# Stated task
Reproduce the records word for word, from the beginning through the line containing "column 40, row 261", with that line included. Omit the pictures from your reproduction.

# Listing

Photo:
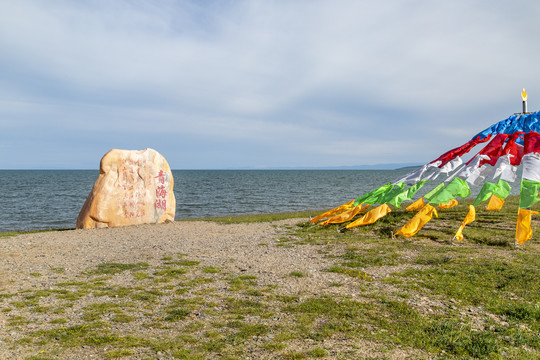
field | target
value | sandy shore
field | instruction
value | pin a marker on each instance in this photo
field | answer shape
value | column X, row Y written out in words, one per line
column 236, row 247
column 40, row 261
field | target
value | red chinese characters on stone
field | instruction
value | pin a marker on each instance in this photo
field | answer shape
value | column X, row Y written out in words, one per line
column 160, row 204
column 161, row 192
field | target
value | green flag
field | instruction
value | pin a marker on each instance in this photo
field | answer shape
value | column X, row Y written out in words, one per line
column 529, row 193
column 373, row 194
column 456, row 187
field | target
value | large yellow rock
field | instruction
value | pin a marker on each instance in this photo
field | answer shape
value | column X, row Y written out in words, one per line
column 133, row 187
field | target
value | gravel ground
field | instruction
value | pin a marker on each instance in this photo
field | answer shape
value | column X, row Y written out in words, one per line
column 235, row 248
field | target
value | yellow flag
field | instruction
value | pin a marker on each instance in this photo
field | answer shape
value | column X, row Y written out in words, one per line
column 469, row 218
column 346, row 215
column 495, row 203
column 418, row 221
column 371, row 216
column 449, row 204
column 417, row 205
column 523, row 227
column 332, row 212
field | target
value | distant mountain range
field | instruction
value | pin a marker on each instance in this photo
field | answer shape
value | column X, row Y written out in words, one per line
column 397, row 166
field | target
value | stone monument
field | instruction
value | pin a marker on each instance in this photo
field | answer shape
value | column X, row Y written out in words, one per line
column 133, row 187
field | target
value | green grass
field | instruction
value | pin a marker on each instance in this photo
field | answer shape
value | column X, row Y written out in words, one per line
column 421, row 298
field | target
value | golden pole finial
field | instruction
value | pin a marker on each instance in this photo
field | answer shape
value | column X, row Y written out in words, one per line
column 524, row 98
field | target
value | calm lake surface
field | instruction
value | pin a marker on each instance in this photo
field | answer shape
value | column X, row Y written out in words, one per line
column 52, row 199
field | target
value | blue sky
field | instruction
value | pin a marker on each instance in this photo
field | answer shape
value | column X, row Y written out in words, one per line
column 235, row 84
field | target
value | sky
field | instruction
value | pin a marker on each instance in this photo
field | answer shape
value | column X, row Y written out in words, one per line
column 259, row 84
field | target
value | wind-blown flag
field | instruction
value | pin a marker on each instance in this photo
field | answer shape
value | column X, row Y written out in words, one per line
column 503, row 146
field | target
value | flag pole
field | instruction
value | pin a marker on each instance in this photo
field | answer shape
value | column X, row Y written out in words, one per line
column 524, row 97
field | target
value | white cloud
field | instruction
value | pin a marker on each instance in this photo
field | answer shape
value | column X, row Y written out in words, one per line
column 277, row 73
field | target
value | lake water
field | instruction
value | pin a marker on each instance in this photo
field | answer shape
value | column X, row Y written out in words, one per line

# Answer to the problem
Photo:
field | target
value | sandy shore
field | instruction
value | pin a marker on each instance in this photo
field | answer shape
value | column X, row Y written out in words, one per line
column 236, row 247
column 40, row 261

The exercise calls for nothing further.